(Natural-language object grounding data)

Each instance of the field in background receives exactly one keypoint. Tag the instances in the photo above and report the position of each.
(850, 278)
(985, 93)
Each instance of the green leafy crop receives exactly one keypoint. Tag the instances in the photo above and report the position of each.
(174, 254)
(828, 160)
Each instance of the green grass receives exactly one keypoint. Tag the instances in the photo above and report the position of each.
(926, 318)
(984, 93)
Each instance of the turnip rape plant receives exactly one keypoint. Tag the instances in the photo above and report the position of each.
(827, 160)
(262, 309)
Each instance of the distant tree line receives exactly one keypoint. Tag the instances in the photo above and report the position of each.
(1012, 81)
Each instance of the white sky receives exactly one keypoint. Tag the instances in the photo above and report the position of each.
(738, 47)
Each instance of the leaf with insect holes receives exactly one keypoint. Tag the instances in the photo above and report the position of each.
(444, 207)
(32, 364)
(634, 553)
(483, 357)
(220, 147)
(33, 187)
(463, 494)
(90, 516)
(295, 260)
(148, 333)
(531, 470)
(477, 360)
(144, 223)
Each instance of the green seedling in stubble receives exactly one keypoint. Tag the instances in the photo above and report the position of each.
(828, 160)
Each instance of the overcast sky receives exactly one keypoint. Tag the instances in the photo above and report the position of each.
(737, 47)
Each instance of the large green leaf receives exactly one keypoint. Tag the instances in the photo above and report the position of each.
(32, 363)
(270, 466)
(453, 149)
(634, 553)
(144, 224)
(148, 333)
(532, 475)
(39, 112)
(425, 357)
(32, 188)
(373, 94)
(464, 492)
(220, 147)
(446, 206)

(Aim of the exercise) Having read the records above, reproduce each one exactly.

(Solution to the exercise)
Each instance of the field in background receives exactly one keypoint. Tag the instances in the photo above and report the position of each.
(850, 278)
(985, 93)
Each instance of the green leafy crop receives exactly one keypoint. Tag the instances in the photo above and report the position of each.
(174, 254)
(828, 160)
Each instance of the green grass receives exactly one keypoint. Tag the instances in the photo above and report the position of each.
(926, 318)
(984, 93)
Each instance of the turnip rape plant receives exactly one keypoint. Tag the instances in the photo above and report the position of each.
(827, 160)
(262, 309)
Each instance of the distant tree line receives exactly one keypoint. Tag the instances in the photo above and report the position of each.
(1012, 81)
Each instance of the white sky receives exactly one keypoint. Tag the instances in the photo above and report the position of each.
(738, 47)
Each instance of the leaf with insect holes receives exactly one keypoint. Tag the instances in the photo above and report the position of each.
(444, 207)
(32, 364)
(634, 553)
(483, 357)
(220, 147)
(33, 187)
(463, 494)
(90, 516)
(295, 260)
(148, 333)
(531, 470)
(477, 360)
(144, 223)
Each instance of the green seedling in stubble receives exactly one keypoint. Tag the instances in the photo above and report the position of each.
(828, 160)
Each instance of the overcast sky receives exactly one keypoint. Tag the instances in the photo above and report the position of each.
(737, 47)
Each instance of the large green leaf receives exactly one keypoint. Tag the instances in the photo above and report the position of each.
(32, 363)
(270, 466)
(453, 149)
(634, 553)
(144, 224)
(148, 333)
(532, 475)
(39, 112)
(425, 357)
(32, 188)
(373, 94)
(464, 492)
(220, 147)
(446, 206)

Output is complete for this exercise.